==== Rows ====

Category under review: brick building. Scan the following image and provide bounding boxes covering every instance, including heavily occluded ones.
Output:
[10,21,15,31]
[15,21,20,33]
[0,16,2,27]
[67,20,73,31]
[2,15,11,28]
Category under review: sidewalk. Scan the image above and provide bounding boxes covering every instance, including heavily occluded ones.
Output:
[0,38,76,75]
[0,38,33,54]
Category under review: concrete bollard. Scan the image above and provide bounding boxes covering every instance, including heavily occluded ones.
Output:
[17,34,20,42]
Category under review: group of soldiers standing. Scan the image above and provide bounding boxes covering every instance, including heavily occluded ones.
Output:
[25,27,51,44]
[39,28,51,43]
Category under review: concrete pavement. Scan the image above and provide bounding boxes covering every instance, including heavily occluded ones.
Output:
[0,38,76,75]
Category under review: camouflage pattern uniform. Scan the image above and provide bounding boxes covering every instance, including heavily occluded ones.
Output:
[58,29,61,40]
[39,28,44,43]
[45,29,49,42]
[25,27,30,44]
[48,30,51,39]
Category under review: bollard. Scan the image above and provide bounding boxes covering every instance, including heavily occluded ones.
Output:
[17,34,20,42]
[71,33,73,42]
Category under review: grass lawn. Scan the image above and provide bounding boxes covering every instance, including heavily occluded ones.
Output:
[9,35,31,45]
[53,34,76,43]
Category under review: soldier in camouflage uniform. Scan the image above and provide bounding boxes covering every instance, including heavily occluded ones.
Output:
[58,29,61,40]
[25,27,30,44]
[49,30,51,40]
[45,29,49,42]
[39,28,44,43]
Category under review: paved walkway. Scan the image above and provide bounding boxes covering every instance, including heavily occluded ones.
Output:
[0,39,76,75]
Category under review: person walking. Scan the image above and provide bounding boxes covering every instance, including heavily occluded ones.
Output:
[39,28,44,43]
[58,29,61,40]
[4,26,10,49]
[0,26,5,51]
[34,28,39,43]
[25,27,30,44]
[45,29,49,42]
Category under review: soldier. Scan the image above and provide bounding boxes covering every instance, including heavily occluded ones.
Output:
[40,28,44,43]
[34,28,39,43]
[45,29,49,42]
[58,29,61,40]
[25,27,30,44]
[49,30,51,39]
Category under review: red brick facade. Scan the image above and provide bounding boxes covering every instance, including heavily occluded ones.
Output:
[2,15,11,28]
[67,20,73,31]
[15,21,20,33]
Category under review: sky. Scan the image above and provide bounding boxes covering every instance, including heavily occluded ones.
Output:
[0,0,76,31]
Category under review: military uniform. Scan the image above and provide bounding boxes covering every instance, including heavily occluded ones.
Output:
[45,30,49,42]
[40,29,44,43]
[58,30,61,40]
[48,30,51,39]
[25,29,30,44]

====
==== Rows ====

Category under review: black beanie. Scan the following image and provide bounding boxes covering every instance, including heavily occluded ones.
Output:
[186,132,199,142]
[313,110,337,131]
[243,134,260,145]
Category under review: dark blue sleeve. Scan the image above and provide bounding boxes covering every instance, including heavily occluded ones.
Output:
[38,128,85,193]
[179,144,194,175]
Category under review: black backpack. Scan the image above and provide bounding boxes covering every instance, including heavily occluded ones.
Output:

====

> What is asked
Rewrite the data from the line with "Category under review: paved" up to and including the line with "[0,39,76,75]", changing "walkway" to "footpath" and leaving everything else the same.

> Complete output
Category under review: paved footpath. Scan the image above and provide bounding boxes covering every instance, including heavily occluded ones.
Output:
[0,39,76,75]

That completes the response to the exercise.